Output the data below only from the line containing "Each instance of the black" up to and including the line containing "Each instance of the ski boot", exact and with the pictures left out.

-- Data records --
┌──
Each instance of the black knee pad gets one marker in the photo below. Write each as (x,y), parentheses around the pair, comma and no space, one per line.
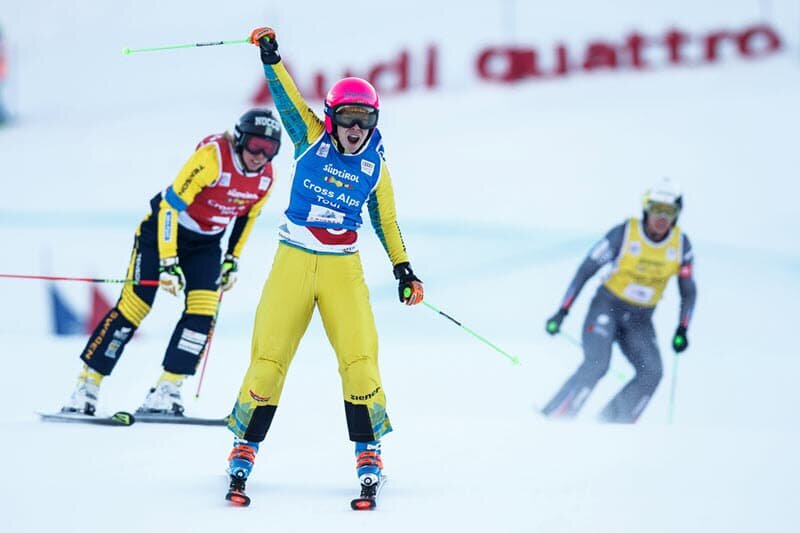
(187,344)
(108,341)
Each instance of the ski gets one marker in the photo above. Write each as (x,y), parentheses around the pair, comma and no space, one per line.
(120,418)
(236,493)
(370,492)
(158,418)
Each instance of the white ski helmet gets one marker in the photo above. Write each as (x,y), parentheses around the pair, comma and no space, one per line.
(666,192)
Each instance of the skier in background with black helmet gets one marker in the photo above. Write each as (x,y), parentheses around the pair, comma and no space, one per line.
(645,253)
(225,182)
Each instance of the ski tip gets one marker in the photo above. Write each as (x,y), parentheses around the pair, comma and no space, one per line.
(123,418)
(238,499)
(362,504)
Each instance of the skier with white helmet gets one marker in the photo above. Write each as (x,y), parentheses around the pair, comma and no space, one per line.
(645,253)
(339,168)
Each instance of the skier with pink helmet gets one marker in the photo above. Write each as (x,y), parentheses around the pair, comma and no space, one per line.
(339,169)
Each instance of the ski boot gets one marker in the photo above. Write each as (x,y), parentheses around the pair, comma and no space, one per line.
└──
┌──
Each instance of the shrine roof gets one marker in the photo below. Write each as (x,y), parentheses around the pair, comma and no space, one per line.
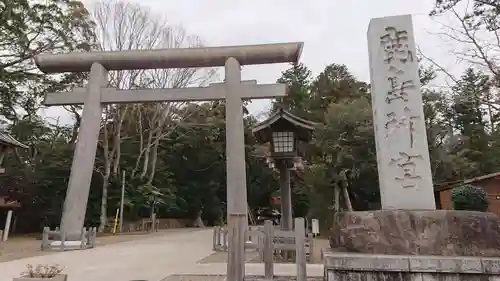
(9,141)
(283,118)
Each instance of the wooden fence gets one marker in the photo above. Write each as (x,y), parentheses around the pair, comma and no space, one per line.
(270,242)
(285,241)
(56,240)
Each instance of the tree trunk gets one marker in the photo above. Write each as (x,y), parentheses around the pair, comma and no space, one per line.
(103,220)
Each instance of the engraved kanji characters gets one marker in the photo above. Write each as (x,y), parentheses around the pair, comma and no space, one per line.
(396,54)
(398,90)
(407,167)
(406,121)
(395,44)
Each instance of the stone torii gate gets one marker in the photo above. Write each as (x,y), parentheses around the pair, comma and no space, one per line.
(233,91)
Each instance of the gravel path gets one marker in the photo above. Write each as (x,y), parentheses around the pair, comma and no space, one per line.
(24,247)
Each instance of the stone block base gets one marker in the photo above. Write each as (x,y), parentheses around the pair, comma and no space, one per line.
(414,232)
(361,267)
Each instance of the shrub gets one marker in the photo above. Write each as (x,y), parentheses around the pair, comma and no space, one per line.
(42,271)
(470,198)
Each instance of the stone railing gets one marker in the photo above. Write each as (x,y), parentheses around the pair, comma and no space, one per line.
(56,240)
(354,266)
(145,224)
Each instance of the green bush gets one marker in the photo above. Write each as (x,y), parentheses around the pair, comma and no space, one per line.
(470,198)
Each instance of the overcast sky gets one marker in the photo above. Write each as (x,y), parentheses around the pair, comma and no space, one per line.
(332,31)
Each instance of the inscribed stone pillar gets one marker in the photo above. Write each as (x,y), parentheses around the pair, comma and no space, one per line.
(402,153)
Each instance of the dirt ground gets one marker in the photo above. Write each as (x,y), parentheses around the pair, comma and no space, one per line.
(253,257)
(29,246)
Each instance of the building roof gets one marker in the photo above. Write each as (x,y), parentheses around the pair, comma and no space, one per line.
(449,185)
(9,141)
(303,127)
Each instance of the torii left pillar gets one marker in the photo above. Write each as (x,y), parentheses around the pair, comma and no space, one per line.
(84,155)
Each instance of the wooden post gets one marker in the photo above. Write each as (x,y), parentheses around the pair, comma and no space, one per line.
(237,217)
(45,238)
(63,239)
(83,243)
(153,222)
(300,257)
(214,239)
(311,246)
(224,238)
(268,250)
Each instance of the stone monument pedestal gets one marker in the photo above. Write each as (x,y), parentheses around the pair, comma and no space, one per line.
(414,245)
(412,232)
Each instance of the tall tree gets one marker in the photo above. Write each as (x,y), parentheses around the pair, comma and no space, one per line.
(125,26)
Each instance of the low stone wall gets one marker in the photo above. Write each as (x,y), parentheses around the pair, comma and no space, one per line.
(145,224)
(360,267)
└──
┌──
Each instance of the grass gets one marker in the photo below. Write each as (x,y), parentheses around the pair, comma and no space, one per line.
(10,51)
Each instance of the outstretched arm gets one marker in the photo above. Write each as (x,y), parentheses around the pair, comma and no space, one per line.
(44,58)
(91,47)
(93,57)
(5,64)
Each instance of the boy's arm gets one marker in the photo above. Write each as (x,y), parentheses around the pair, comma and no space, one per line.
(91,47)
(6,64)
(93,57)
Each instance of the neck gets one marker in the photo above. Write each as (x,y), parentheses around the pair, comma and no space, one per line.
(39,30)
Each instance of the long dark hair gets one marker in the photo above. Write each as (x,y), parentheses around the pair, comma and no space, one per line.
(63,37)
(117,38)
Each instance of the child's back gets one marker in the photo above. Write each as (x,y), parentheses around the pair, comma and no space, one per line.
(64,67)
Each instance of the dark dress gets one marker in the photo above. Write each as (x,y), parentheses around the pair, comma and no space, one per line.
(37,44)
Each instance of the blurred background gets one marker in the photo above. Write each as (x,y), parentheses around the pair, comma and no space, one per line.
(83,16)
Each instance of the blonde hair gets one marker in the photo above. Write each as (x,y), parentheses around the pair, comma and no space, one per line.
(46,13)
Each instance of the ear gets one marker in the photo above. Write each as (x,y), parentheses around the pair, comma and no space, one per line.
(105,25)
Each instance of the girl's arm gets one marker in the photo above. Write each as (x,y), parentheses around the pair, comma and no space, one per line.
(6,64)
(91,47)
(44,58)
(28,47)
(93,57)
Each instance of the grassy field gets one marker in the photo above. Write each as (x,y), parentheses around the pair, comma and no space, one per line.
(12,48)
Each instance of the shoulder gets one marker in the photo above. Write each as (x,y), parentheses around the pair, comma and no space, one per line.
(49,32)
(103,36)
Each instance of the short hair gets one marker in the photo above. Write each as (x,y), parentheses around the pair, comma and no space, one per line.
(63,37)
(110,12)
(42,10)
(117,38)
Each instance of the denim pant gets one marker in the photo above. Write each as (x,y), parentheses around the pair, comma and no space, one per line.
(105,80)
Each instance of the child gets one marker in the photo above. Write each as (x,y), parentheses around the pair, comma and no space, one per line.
└──
-- Reply to the task --
Each instance of the black knee pad gets one marker in the photo below. Write each as (x,y), parentheses around the pair, comma and no space, one per line.
(187,344)
(108,341)
Each instance of the ski gets one marker in the photo above. Write each as (x,y), parentheses around the pair, comma and no space, one per line.
(120,418)
(236,493)
(370,492)
(158,418)
Each instance of the white ski helmet gets one marker in the photo above. Write each as (x,y), parentheses around the pair, comma and no space, one per line.
(666,192)
Each instance of the skier in background with black helmet gets one marker in the photo above. Write each as (x,y), parentheses around the pair, comma and no space, one per line.
(645,253)
(225,182)
Each instance of the ski tip gets one marker in the photo above. Write each as (x,y), parentheses around the pair, comma and no space, one per line.
(123,418)
(238,499)
(362,504)
Each instance of the skier with white helmet gets one marker in the photo above. Write each as (x,y), parentheses around the pair, comma and no space, one per line.
(645,253)
(339,168)
Each instance of the skier with pink helmet gets one marker in the photo above. Write each as (x,y), parentheses around the pair, comma and no space, one per line.
(339,169)
Each instance of the ski boot gets one marker in the photo above. Write each as (x,y), parentheses around the pair, comma and no space, one per line.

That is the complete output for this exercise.